TASK GOAL: Your answer is the lines below, exactly, from the one that contains "q: background vehicle" through the one that contains "q: roof antenna", both included.

MATERIAL SHOWN:
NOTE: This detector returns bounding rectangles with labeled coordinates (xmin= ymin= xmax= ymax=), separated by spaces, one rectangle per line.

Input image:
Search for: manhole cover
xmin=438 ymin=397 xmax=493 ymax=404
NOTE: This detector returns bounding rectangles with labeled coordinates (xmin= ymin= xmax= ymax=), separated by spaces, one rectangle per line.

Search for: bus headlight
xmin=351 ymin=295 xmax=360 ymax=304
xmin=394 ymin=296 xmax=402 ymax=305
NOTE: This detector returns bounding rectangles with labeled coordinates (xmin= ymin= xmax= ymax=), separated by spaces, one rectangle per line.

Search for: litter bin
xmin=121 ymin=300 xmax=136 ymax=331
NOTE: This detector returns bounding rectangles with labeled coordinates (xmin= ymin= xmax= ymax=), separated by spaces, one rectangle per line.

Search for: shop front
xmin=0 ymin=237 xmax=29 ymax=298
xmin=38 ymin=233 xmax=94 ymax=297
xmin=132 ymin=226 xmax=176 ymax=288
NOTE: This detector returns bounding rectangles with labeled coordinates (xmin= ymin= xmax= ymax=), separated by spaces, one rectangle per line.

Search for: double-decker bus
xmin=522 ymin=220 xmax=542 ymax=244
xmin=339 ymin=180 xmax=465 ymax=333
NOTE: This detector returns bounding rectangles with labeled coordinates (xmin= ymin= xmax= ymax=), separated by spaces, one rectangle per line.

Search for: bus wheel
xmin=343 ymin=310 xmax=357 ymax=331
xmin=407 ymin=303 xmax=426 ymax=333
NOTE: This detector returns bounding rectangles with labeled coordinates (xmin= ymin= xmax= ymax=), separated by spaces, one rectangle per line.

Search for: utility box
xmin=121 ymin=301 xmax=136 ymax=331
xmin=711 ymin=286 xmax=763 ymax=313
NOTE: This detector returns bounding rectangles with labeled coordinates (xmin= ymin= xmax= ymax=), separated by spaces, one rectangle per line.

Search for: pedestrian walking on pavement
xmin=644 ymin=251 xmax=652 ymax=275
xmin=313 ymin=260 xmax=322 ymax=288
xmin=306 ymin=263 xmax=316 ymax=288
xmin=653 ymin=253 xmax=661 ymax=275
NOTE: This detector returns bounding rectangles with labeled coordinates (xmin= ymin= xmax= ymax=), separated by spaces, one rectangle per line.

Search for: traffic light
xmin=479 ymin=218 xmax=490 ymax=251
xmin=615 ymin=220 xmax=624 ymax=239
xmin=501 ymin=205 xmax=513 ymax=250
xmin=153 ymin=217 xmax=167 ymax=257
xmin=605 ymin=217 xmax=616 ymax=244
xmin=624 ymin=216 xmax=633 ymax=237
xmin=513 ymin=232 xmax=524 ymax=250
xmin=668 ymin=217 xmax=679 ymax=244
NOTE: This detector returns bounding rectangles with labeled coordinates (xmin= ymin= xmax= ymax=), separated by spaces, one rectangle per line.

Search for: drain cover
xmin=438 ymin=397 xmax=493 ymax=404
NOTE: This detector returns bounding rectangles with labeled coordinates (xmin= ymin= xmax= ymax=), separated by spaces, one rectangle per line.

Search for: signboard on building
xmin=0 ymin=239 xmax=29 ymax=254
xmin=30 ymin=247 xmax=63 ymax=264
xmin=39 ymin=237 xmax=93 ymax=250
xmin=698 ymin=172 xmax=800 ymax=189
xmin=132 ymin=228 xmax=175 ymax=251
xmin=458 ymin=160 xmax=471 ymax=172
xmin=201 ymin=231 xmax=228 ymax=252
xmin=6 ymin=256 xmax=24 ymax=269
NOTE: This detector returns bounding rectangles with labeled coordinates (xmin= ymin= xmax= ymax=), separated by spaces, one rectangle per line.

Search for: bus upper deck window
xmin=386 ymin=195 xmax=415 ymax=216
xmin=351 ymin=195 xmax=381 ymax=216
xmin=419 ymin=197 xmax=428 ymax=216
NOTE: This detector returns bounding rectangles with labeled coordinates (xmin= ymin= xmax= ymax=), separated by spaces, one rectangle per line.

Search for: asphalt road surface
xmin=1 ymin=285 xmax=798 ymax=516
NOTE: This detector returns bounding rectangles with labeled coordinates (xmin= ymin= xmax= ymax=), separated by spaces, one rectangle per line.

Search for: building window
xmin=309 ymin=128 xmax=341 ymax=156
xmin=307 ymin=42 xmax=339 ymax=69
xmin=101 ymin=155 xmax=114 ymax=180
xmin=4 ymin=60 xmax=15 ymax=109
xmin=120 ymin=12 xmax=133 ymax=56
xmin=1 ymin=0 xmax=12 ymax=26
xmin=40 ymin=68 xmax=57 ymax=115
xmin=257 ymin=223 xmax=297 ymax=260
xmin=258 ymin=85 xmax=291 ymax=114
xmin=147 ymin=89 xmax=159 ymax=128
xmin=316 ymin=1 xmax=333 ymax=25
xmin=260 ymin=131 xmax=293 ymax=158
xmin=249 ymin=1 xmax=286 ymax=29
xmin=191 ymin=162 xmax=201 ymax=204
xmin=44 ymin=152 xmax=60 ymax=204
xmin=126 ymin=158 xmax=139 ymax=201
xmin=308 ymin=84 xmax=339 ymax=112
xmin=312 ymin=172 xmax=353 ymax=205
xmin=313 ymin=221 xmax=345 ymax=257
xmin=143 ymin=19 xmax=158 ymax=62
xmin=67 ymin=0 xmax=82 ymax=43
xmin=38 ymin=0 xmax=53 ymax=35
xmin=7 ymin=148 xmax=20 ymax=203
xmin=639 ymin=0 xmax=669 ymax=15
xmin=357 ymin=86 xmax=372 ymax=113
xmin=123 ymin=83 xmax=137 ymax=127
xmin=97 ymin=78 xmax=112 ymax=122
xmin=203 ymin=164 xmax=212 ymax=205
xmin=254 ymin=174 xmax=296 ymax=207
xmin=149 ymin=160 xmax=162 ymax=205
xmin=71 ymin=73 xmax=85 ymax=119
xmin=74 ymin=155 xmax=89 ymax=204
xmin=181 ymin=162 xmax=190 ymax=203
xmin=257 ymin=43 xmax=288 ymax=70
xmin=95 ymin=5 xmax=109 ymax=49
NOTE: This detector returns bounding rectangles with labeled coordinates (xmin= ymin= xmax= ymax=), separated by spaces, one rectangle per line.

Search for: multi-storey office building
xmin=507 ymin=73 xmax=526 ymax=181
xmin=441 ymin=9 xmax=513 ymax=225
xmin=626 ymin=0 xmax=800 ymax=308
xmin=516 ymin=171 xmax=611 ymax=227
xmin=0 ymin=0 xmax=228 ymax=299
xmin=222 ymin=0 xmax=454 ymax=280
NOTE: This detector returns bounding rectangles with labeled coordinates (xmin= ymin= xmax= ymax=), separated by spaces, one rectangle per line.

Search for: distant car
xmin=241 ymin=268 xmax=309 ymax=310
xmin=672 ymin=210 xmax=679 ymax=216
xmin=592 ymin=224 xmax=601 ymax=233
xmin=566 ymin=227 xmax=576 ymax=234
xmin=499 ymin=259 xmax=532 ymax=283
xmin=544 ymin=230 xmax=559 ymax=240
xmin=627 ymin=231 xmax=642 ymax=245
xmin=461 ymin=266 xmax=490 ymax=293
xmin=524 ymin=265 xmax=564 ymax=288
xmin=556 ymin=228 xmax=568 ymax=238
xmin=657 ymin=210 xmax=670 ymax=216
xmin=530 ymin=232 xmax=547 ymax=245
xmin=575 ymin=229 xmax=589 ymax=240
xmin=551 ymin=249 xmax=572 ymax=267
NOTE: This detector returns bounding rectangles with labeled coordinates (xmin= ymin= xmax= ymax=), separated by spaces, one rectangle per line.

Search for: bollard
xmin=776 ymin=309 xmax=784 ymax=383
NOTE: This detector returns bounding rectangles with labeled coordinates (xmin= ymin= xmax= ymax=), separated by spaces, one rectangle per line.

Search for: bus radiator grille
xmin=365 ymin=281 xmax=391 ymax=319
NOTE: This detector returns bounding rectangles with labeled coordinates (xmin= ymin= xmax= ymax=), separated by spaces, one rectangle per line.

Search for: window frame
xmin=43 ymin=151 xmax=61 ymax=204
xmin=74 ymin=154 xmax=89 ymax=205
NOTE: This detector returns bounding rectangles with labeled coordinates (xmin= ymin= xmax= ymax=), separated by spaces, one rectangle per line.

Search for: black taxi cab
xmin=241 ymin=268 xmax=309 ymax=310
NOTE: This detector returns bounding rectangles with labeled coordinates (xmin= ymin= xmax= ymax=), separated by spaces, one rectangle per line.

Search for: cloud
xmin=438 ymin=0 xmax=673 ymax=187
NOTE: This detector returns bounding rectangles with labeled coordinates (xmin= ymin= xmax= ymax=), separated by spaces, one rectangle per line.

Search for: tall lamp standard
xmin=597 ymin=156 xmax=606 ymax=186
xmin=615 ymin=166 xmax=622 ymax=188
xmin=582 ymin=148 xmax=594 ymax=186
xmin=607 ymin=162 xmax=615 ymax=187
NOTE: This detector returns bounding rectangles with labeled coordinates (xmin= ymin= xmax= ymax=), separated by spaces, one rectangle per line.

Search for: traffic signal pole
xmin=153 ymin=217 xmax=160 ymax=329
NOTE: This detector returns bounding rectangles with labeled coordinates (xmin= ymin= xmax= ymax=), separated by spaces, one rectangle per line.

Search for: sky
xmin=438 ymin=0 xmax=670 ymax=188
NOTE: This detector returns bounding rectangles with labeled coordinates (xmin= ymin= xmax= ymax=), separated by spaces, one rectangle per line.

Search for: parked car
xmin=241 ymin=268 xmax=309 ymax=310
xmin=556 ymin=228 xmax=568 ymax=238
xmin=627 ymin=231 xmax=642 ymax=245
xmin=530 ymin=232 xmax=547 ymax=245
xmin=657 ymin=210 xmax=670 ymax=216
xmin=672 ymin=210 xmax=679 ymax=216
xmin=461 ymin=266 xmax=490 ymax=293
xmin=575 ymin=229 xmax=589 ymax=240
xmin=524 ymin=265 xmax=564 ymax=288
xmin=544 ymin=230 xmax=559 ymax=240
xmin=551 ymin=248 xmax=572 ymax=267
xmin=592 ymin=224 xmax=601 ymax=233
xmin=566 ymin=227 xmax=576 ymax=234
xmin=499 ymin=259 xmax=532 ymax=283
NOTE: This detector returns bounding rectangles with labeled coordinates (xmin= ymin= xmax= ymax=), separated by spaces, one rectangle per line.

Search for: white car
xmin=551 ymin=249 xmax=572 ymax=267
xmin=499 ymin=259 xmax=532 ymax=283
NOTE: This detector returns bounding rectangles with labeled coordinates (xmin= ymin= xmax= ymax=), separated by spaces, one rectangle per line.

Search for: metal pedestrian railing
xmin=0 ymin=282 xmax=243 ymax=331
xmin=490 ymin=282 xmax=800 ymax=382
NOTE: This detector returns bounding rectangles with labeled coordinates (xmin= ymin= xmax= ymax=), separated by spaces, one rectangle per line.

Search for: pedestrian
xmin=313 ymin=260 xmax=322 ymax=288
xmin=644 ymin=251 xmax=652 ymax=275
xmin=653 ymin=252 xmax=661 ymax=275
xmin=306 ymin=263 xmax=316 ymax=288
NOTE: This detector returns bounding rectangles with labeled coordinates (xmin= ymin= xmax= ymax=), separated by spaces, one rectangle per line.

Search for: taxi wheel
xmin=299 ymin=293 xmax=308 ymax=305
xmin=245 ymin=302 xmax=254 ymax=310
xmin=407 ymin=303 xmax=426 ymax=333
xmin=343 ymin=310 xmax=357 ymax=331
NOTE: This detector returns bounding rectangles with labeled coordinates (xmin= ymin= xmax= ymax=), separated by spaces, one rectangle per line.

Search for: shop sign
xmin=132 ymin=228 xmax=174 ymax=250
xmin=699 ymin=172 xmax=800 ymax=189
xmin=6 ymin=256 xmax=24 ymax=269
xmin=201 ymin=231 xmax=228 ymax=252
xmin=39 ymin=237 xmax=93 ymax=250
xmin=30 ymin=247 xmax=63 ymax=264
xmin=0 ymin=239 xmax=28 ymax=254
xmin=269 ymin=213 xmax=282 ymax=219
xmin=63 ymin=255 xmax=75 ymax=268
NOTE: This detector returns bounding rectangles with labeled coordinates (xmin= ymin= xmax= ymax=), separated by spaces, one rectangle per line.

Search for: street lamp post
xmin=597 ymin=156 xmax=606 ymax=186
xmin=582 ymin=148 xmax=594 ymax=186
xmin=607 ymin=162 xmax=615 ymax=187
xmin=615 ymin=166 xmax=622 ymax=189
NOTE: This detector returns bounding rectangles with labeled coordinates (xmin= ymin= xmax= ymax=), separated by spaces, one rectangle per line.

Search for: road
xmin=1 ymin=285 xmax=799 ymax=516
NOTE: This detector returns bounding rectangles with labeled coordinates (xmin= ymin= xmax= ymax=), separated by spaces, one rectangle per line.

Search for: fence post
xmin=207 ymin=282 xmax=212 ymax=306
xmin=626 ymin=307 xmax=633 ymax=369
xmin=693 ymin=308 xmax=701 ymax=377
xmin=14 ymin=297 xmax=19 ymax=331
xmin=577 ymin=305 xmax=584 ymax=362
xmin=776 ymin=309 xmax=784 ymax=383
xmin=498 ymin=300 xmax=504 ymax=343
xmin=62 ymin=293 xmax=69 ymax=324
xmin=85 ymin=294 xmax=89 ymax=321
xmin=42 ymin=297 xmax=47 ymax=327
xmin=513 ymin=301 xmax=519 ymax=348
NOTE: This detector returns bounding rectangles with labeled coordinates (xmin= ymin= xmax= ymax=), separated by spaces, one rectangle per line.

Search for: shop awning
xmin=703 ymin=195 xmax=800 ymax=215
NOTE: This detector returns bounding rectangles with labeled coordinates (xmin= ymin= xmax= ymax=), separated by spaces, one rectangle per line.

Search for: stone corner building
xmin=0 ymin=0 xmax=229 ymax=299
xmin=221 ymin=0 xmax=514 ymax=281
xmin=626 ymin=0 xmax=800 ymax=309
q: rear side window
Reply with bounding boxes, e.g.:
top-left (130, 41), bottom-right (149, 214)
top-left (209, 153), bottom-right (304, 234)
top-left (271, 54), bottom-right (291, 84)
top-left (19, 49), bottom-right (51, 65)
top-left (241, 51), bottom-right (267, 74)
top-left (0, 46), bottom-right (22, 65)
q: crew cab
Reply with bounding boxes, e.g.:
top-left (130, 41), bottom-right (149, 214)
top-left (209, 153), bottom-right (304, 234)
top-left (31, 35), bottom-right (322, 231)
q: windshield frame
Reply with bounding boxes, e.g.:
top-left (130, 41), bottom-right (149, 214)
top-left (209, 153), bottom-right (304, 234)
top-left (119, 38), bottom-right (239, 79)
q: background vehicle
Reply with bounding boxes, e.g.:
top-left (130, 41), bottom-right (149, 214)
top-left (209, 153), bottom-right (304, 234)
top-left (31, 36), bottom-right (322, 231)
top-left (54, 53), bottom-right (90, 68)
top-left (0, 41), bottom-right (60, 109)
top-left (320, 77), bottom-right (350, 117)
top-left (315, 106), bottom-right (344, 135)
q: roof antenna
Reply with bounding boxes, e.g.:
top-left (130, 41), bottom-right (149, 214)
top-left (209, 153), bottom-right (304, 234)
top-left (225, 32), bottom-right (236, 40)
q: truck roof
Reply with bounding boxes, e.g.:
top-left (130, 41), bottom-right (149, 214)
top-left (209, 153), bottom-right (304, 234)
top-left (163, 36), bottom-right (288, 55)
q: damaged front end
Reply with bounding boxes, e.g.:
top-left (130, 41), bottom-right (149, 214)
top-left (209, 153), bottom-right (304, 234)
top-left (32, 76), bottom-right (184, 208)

FINAL ANSWER:
q: background vehicle
Reply with bounding boxes, e.g.:
top-left (130, 41), bottom-right (149, 214)
top-left (209, 153), bottom-right (304, 234)
top-left (31, 36), bottom-right (322, 231)
top-left (54, 53), bottom-right (90, 68)
top-left (0, 41), bottom-right (60, 109)
top-left (320, 77), bottom-right (350, 117)
top-left (315, 106), bottom-right (344, 135)
q: roof antenna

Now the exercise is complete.